**任务要求**
请更新引用原文中从“for _, cell”到“do_keep_fp32(net, cell_types)”(含首尾)的部分,将其中的“do_keep_fp32”一律换成“keep_layers_fp32”,写出更新后的这段内容。

本案例利用MindSpore框架,基于Callback基于自定义了回调类 EvaluateCallBack,为了满足在模型训练时,能够在每一次epoch结束后计算3个评价指标:Loss、Top1-Acc、Top5-Acc,并根据评价指标的变化保存当前最优的模型的特定需求。

具体的实现流程首先是在EvaluateCallBack类中,通过__init__方法初始化相关参数,并重新实现epoch_end方法,在该方法中通过MindSpore的字典类型变量RunContext.original_args()获取模型训练时记录的相关属性,如cur_epoch_num,即当前epoch数,以及train_network,即训练的网络模型,在epoch_end方法中还计算了3个评价指标:Loss、Top1-Acc、Top5-Acc,并比较当前epoch的Top1-Acc值与记录的最优Top1-Acc值,利用先前获取到的train_network将表现最优的模型保存在特定路径下。综上实现了在模型训练时,每个epoch结束后计算eval_metrics类中定义的各个评价指标,并根据Top1-Acc指标保存最优模型。

在模型训练时,首先是设置模型训练的epoch次数为100,再通过自定义的create_dataset方法创建了训练集和验证集,设置batch_size大小为128,图像尺寸统一调整为224x224;损失函数使用SoftmaxCrossEntropyWithLogits计算预测值与真实值之间的交叉熵,优化器使用adamw,并设置学习率为0.005。回调函数方面使用了LossMonitor和TimeMonitor来监控训练过程中每个epoch结束后,损失值Loss的变化情况以及每个epoch、每个step的运行时间,还实例化了自定义的回调类EvaluateCallBack,实现计算每个epoch结束后,计算评价指标Loss、Top1-Acc和Top5-Acc,并保存当前最优模型。在100个epcoh结束后,模型在验证集和测试集上的评估指标为:

  • 验证集:Top1-Acc:55.15%,Top5-Acc:81.00%
  • 测试集:Top1-Acc:55.26% ,Top5-Acc:81.59%

本案例构建的网络模型具有较好的性能,能够实现对测试集进行较为准确的预测。

设置精度水平

In [19]:

def do_keep_fp32(network, cell_types):
    """Cast cell to fp32 if cell in cell_types"""
    for _, cell in network.cells_and_names():
        if isinstance(cell, cell_types):
            cell.to_float(mstype.float32)


def cast_amp(net):
    """cast network amp_level"""
    if args.amp_level == "O1":
        print(f"=> using amp_level {args.amp_level}\n"
              f"=> change {args.arch} to fp16")
        net.to_float(mstype.float16)
        cell_types = (nn.GELU, nn.Softmax, nn.Conv2d, nn.Conv1d, nn.BatchNorm2d, nn.LayerNorm)
        print(f"=> cast {cell_types} to fp32 back")
        do_keep_fp32(net, cell_types)
    elif args.amp_level == "O2":
        print(f"=> using amp_level {args.amp_level}\n"

**数据摘录**
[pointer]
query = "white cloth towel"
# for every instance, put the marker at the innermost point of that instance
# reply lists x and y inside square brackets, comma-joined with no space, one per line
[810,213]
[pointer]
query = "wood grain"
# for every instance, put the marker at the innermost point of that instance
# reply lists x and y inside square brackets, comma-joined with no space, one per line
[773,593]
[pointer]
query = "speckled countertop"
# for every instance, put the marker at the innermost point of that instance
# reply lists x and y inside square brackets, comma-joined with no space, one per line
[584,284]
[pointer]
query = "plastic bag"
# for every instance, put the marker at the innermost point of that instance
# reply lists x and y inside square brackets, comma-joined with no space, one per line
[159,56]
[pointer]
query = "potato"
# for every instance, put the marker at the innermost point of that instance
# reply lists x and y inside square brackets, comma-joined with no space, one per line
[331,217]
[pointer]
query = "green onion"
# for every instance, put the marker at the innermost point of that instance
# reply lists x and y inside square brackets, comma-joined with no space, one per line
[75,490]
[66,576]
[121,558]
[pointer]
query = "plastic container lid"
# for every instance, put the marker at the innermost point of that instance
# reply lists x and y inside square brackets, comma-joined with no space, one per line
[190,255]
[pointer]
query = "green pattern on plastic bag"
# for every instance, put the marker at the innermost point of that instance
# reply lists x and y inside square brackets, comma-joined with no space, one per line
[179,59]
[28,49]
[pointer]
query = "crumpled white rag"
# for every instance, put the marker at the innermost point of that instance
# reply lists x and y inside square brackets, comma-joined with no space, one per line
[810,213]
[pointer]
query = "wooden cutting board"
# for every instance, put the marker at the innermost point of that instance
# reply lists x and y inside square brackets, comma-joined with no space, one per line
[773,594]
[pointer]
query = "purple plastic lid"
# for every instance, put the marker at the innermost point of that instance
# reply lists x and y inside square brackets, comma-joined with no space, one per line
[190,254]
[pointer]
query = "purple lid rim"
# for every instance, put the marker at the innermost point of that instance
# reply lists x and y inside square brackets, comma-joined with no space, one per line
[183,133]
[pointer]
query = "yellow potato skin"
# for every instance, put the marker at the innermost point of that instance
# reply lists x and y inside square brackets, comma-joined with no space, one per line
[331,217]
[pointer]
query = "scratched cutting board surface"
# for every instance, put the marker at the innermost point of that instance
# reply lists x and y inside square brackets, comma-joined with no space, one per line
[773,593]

---

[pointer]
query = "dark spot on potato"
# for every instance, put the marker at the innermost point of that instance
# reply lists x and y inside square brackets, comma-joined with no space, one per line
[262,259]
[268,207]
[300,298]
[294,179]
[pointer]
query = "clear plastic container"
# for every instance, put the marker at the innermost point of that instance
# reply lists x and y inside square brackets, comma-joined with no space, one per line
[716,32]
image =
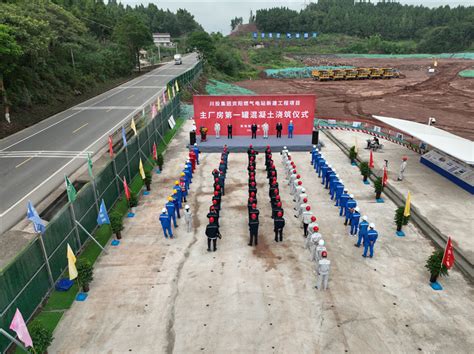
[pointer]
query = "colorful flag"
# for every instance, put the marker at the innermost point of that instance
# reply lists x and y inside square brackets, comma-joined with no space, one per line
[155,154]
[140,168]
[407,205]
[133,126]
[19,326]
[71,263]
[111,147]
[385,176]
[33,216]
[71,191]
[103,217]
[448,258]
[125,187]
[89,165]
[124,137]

---

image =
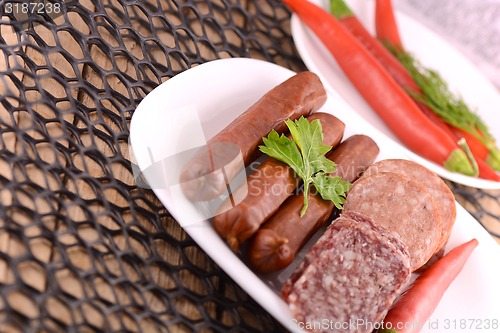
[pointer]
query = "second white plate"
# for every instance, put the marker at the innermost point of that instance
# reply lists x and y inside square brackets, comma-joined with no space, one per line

**练习输出**
for _, cell in network.cells_and_names():
        if isinstance(cell, cell_types):
            cell.to_float(mstype.float32)


def cast_amp(net):
    """cast network amp_level"""
    if args.amp_level == "O1":
        print(f"=> using amp_level {args.amp_level}\n"
              f"=> change {args.arch} to fp16")
        net.to_float(mstype.float16)
        cell_types = (nn.GELU, nn.Softmax, nn.Conv2d, nn.Conv1d, nn.BatchNorm2d, nn.LayerNorm)
        print(f"=> cast {cell_types} to fp32 back")
        keep_layers_fp32(net, cell_types)